## Stated task
Change "relief figure" to "wall painting" in everything from the line containing "the carved relief" down to the line containing "top-left (419, 344), bottom-right (479, 417)", and write those lines out again with nothing else altered.
++++ Supplied material
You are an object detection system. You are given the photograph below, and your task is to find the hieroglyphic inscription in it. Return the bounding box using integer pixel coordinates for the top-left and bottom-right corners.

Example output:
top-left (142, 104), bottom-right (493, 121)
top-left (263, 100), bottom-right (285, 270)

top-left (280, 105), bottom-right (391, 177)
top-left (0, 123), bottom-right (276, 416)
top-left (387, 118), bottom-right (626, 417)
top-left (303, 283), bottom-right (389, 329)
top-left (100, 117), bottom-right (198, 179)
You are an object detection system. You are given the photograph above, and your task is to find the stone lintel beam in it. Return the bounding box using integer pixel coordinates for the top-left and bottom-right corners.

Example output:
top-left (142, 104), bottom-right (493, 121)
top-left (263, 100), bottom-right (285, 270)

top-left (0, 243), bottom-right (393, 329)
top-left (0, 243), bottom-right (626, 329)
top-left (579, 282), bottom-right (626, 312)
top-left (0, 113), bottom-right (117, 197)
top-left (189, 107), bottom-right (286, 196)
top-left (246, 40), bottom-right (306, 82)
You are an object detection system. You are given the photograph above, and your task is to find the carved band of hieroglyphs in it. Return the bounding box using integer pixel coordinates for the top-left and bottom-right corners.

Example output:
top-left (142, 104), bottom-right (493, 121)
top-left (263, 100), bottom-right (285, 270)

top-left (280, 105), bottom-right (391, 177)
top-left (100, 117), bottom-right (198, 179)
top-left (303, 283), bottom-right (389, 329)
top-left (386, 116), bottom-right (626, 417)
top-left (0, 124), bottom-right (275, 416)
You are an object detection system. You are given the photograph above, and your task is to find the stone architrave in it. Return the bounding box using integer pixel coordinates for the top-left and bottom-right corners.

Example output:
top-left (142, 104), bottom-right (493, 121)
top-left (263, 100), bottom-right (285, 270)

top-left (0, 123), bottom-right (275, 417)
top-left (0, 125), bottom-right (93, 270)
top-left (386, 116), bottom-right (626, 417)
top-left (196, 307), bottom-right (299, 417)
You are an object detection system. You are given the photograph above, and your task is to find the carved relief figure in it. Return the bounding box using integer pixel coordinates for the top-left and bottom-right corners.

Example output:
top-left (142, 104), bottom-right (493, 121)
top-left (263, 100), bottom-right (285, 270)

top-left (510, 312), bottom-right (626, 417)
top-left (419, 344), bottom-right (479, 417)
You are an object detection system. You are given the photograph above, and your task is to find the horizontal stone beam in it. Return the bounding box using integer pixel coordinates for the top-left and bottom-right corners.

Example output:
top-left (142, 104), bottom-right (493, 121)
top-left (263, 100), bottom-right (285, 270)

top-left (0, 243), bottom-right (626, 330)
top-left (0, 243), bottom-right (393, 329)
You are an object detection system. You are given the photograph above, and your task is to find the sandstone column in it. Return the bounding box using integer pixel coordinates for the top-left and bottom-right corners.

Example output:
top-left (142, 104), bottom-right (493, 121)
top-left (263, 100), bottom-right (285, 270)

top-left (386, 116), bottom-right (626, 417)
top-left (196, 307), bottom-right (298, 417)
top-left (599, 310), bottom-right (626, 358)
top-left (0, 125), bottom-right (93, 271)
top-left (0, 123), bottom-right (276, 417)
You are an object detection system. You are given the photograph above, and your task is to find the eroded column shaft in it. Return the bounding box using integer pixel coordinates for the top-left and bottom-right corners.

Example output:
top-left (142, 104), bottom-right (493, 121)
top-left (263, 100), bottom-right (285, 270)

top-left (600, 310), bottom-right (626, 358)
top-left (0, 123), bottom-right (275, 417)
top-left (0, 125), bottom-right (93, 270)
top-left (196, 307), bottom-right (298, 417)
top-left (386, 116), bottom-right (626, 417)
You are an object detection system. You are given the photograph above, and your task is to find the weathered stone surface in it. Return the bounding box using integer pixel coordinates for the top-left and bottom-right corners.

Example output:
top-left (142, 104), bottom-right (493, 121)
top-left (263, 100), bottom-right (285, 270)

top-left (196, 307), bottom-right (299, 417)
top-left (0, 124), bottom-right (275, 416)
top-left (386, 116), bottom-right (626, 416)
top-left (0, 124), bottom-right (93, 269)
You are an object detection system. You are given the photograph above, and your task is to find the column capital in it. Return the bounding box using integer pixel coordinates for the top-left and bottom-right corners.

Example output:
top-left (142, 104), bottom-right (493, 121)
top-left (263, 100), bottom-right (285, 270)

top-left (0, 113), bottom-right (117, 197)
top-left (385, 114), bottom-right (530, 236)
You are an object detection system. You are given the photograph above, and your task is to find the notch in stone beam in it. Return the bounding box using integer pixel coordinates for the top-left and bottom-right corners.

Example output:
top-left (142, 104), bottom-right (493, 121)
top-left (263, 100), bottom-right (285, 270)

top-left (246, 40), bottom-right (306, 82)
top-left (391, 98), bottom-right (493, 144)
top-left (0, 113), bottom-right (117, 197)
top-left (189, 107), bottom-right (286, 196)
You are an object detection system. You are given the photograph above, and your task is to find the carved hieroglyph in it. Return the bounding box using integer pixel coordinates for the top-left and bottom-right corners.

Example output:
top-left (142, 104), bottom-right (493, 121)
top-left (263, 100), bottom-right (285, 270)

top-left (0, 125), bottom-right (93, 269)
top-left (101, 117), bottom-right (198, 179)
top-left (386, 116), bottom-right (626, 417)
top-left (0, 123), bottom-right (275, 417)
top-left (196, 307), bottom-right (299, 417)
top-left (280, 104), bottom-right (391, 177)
++++++++
## Expected output
You are an object detection system. You are given the photograph above, and your task is to find the carved wall painting in it. Return the bounding box using integer pixel coordinates for the top-left and bottom-right corners.

Example output:
top-left (142, 104), bottom-right (493, 121)
top-left (263, 100), bottom-right (285, 270)

top-left (510, 312), bottom-right (626, 417)
top-left (419, 344), bottom-right (479, 417)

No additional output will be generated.